::: Given passage

Bunuel wrote:

2. Is the measure of one of the interior angles of quadrilateral ABCD equal to 60?

(1) Two of the interior angles of ABCD are right angles.

(2) The degree measure of angle ABC is twice the degree measure of angle BCD.

Please share your way of thinking, not only post the answers.

OA and explanations to follow.

Option 1 we know 2 angles are 90 degree each but we have no info about the other 2 angles which can be (60,120), (80,100) etc. hence insuff

Option 2 says angle ABC = 2 * angle BCD again insuff as we can have an angle equal to 60 degree or none of the angles as 60degree

Taking 1 and 2 we know 2 angles are 90degree each and angle ABC is twice angle BCD

lets assume angle ABC = 90 degree then angle BCD = 45. we know the 3rd angle is 90 degree so 4th angle becomes 135 (sum of angles of a quadrilateral = 360degrees) so answer will NO ( none of angles are 60degree)

::::::
::: Supplied data

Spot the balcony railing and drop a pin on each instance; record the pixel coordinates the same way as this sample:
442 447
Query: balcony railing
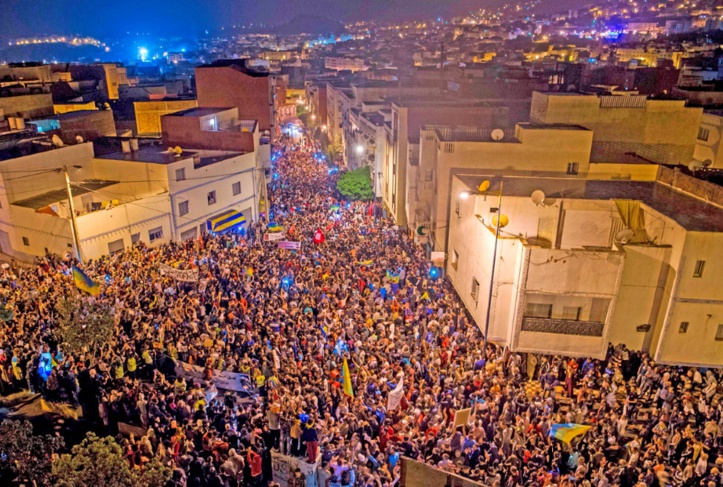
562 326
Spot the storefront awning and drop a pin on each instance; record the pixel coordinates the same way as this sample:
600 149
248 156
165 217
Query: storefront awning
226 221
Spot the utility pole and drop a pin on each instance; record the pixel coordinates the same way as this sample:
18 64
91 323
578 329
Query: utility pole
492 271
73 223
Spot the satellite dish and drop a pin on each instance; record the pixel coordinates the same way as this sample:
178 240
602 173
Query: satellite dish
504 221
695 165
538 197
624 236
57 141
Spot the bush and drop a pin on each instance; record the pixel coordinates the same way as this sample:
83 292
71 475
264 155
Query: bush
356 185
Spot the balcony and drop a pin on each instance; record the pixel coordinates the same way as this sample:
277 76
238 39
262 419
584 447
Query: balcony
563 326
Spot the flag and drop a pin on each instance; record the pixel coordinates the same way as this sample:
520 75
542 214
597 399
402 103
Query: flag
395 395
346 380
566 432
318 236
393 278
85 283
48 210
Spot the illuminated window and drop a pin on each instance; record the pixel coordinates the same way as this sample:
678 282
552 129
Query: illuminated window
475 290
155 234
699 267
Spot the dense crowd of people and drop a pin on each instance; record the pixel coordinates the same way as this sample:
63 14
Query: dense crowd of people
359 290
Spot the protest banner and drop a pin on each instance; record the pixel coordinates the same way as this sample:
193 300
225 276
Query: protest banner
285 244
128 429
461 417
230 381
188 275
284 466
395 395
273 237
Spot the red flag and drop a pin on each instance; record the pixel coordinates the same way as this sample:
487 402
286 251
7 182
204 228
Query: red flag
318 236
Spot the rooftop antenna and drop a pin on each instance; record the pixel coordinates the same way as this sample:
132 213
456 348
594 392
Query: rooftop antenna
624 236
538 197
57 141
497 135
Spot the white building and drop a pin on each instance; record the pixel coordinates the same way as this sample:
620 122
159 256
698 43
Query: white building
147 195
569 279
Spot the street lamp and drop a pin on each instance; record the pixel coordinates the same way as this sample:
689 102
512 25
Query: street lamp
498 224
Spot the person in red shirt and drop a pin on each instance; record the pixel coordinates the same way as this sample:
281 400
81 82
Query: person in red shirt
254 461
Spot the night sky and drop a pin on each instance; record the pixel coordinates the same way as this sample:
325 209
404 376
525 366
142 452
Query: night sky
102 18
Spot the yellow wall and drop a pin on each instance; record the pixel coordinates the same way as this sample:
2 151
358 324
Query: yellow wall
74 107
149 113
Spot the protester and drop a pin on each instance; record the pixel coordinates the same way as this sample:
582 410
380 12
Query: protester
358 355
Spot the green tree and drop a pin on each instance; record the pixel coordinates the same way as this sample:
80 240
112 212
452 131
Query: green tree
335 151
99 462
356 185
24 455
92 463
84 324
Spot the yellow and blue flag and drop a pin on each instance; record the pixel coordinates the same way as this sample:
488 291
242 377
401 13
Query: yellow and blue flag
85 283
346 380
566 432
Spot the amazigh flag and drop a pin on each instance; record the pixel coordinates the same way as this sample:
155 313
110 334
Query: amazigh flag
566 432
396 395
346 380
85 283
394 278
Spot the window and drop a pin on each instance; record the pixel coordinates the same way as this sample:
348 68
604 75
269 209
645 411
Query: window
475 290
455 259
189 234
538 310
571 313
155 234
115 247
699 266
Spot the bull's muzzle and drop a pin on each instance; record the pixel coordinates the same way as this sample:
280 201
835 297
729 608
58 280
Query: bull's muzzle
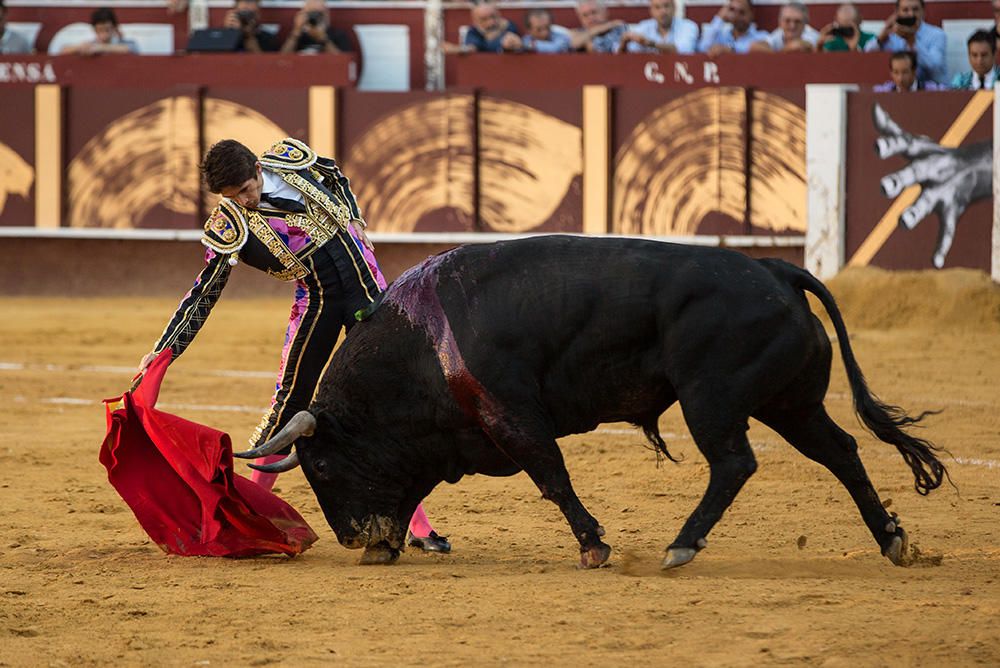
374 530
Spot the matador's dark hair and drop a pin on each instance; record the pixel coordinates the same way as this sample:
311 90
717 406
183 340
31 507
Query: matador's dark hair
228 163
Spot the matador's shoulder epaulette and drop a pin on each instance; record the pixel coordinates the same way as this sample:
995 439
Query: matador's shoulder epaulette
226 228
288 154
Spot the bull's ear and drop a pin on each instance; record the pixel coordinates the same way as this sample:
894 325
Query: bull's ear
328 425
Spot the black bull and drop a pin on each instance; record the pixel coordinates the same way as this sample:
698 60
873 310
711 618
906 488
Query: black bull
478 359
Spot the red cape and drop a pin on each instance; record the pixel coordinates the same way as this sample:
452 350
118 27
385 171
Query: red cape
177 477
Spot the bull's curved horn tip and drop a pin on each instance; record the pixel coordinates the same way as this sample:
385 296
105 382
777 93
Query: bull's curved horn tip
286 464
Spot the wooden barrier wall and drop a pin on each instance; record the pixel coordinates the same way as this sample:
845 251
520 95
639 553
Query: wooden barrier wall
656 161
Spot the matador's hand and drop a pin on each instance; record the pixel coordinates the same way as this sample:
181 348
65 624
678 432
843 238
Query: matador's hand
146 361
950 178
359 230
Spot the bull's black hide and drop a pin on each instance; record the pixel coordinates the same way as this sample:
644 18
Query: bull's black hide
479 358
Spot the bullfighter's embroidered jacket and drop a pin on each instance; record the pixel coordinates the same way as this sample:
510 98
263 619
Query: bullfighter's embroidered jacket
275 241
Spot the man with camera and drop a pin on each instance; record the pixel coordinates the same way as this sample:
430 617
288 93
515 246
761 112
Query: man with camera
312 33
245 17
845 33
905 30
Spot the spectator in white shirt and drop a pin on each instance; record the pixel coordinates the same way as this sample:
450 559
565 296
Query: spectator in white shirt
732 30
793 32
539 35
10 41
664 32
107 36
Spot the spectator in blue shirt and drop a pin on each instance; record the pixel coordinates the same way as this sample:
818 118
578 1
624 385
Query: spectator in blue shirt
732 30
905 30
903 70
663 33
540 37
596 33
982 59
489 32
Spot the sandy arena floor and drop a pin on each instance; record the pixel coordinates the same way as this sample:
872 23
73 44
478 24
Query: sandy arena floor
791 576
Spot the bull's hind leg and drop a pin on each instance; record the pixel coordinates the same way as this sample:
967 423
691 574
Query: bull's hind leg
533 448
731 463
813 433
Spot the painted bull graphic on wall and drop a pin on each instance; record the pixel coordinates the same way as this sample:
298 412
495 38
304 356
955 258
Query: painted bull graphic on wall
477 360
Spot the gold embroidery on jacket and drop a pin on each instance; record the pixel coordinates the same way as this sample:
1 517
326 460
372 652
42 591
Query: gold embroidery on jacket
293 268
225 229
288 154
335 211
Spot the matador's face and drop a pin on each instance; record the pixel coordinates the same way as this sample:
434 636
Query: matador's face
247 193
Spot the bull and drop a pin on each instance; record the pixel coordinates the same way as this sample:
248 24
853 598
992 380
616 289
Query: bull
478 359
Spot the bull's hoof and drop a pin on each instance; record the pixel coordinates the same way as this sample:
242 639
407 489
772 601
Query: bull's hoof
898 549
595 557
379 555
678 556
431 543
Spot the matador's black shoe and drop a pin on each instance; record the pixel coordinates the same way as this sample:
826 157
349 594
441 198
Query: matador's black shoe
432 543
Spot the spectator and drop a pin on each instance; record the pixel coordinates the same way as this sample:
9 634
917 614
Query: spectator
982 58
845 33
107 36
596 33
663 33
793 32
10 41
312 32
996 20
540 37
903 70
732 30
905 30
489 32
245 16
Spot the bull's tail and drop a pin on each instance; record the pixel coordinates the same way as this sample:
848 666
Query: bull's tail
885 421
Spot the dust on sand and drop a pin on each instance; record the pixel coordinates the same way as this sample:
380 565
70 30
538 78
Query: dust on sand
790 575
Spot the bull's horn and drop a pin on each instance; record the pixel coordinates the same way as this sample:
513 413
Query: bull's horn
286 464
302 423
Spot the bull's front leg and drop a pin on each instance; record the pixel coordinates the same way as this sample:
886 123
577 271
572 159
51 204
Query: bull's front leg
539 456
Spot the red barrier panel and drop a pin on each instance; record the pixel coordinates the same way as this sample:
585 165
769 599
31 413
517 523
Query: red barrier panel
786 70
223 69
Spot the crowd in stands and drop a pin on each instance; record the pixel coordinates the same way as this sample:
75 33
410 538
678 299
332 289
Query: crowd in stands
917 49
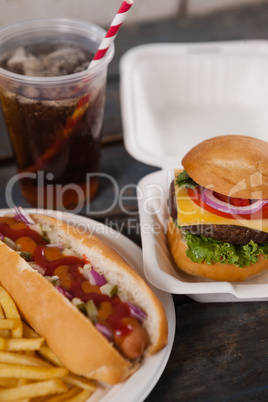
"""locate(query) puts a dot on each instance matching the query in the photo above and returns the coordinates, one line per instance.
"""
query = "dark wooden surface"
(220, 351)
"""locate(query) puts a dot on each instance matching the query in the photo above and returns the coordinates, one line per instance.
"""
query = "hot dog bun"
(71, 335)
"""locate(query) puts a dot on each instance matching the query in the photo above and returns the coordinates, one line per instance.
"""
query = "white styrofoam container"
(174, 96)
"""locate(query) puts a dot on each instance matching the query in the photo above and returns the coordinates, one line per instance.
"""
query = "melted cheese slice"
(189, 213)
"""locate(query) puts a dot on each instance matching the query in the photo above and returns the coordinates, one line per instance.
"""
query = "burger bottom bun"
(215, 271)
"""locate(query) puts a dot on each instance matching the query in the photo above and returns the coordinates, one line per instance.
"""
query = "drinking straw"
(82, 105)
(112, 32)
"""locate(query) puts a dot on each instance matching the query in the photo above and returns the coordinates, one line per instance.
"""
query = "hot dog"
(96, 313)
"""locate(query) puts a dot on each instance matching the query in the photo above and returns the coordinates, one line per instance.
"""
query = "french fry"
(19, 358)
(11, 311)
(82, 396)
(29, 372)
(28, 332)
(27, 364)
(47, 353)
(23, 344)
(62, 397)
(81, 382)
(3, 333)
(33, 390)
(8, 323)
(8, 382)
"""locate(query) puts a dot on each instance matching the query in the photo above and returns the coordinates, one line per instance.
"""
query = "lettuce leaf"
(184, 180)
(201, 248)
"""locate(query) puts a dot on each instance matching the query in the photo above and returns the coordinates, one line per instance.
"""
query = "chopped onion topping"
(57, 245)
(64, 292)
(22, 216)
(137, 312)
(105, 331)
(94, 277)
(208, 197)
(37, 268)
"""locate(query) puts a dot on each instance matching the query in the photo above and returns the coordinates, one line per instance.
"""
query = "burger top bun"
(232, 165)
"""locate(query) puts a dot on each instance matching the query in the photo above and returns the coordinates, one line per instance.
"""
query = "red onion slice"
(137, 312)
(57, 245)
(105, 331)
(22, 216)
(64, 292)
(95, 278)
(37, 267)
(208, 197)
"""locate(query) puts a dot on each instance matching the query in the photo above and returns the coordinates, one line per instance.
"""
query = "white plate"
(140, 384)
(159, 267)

::::::

Exercises -
A. Answer these about the quadrilateral thread:
(i) What does statement (2) say about angle ABC?
(ii) Which pairs of values does the Option 1 reasoning give for the other two angles?
(iii) When angle ABC is taken as 90 degrees, what does the fourth angle come out to?
B. Write out part of the quadrilateral thread again with "insuff" changed to "insufficient". Begin at the words "Please share your" and stop after "angles are 60degree)".
C. Carry the quadrilateral thread on from its last sentence.
The data come from a separate source.

Answers to the exercise -
A.
(i) Its degree measure is twice the degree measure of angle BCD.
(ii) (60,120) and (80,100).
(iii) 135 degrees.

B.
Please share your way of thinking, not only post the answers.

OA and explanations to follow.

Option 1 we know 2 angles are 90 degree each but we have no info about the other 2 angles which can be (60,120), (80,100) etc. hence insufficient

Option 2 says angle ABC = 2 * angle BCD again insufficient as we can have an angle equal to 60 degree or none of the angles as 60degree

Taking 1 and 2 we know 2 angles are 90degree each and angle ABC is twice angle BCD

lets assume angle ABC = 90 degree then angle BCD = 45. we know the 3rd angle is 90 degree so 4th angle becomes 135 (sum of angles of a quadrilateral = 360degrees) so answer will NO ( none of angles are 60degree)

C.
now lets consider that the 1st unknown angle is twice the 2nd unknown angle (other 2 are 90 degree each) we can get value for smaller angle as 60degree

hence insuff

will go with E

Asterix

from eeek?? to Eureka!!! to eeek???

One angle is x other is 2x, x+2x =180(360-180), this gives x = 60 degree....B is correct...